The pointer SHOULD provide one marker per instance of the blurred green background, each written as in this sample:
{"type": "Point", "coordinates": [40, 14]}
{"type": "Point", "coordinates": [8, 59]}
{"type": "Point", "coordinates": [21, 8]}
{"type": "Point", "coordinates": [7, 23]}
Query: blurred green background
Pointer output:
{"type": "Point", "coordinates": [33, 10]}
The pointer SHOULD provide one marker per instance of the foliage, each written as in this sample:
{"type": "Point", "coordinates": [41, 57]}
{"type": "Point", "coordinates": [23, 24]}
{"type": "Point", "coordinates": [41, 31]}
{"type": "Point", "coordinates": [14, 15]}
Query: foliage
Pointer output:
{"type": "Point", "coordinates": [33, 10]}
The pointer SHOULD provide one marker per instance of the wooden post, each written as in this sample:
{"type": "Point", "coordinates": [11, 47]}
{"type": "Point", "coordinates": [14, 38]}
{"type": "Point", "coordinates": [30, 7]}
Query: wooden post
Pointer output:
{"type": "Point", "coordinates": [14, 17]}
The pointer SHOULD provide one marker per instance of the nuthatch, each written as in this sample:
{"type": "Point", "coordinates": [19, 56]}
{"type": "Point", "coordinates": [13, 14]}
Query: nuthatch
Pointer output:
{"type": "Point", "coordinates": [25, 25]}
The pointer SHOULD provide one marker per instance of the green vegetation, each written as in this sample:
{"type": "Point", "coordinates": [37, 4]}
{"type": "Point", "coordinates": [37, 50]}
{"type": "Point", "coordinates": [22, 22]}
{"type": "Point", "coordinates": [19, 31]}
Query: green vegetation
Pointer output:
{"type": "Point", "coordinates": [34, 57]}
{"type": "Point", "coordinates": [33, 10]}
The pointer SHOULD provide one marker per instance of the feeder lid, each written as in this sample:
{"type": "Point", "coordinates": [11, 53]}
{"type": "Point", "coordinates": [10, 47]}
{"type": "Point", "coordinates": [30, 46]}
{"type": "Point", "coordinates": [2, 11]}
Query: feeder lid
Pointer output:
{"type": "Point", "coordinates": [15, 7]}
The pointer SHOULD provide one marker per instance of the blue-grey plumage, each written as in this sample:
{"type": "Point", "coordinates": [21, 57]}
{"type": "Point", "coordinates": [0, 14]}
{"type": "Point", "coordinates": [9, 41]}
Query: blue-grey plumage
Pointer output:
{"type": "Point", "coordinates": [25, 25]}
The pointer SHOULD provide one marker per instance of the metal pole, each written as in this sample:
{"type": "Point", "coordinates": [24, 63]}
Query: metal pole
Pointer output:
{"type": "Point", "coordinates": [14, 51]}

___

*SHORT PROBLEM*:
Can you output every line of the material above, from the one containing "The pointer SHOULD provide one marker per instance of the metal" down to the very end, reproduced without any changes?

*EXERCISE RESULT*:
The pointer SHOULD provide one marker per instance of the metal pole, each written as in this sample:
{"type": "Point", "coordinates": [24, 63]}
Query: metal pole
Pointer output:
{"type": "Point", "coordinates": [14, 51]}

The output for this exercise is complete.